**THE PROBLEM:** Below is a listing. Write out exactly its lines between the one holding "Format — one point per instance, like (332,384)" and the one holding "Format — one point per instance, like (296,174)", inclusive.

(GIVEN DATA begins)

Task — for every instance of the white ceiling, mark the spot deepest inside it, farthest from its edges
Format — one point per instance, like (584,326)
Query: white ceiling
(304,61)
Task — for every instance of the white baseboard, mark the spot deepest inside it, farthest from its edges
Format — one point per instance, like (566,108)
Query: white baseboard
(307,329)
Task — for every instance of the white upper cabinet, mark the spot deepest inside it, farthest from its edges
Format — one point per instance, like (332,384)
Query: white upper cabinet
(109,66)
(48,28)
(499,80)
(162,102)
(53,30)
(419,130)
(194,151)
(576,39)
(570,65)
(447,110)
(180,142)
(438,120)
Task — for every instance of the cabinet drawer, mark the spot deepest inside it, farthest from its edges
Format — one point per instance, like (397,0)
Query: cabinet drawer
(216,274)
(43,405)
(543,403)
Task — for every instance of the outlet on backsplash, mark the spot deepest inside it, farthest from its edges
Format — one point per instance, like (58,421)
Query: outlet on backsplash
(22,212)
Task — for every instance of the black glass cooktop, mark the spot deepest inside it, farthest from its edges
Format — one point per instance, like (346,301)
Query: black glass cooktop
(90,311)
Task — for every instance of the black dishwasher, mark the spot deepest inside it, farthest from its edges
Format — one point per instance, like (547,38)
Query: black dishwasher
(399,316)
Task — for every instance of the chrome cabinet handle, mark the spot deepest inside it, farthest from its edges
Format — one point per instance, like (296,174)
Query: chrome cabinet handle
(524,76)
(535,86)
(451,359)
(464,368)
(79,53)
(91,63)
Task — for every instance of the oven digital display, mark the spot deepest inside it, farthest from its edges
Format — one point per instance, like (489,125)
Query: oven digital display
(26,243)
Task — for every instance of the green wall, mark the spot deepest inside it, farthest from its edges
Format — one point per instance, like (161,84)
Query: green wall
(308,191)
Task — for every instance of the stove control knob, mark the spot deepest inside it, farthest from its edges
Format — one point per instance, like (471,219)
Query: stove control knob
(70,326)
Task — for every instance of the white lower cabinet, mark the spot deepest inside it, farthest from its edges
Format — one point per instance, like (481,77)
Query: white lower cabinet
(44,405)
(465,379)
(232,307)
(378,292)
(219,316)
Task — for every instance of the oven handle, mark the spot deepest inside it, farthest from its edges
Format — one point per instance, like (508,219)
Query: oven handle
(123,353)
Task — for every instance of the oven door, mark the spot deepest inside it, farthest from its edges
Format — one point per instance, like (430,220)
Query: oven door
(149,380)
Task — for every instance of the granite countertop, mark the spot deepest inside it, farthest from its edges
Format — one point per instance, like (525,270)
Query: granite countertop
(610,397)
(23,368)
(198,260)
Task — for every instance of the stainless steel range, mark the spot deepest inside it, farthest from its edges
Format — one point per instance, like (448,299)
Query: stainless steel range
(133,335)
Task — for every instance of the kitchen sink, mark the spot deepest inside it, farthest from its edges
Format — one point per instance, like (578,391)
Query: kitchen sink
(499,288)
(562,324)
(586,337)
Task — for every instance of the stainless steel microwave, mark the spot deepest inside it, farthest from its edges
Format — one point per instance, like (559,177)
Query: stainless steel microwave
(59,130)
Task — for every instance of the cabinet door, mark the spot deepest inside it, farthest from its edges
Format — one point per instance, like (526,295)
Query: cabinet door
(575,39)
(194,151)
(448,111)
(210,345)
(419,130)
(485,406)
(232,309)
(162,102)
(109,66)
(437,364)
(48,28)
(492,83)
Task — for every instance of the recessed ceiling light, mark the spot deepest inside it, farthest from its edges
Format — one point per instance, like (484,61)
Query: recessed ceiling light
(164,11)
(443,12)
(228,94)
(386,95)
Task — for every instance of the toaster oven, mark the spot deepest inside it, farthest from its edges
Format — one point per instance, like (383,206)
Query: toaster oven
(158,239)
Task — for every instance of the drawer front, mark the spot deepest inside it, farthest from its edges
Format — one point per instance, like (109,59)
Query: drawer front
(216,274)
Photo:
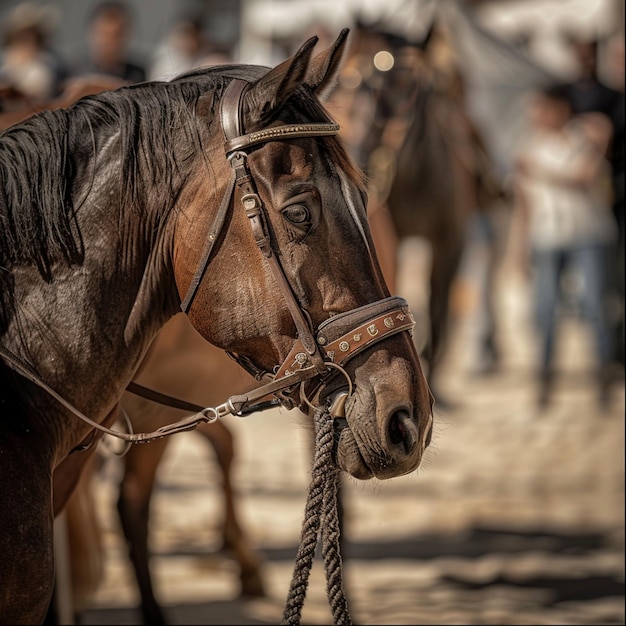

(GIVEN DATA ends)

**TASK OUTPUT:**
Format — one point per instance, like (332,384)
Query: white upper cabinet
(109,66)
(48,28)
(499,80)
(162,102)
(53,30)
(419,130)
(194,151)
(576,39)
(570,65)
(447,110)
(180,142)
(438,120)
Task — for every instance of the cabinet drawer, mark the spot deepest inside it, farthest from its edges
Format — one point per instance, like (397,0)
Query: cabinet drawer
(216,274)
(43,405)
(543,403)
Task — for every instance of the outlet on backsplash, mark the spot deepest inside it, farthest from its edges
Format — one point per instance, like (58,421)
Query: outlet on backsplash
(22,212)
Task — for every instance of the black glass cooktop, mark the spot deepest inside it, farthest from its edges
Format — one point per instance, like (346,301)
Query: black glass cooktop
(90,311)
Task — for every instance of the black dishwasher, mark the spot deepest inside it, farthest from its edges
Format — one point per instance, like (547,38)
Query: black dishwasher
(399,316)
Task — for every instance of the chrome cabinet handle, mark the spot deepest inside it, farthest from its edges
Format — one point per instance, like (296,174)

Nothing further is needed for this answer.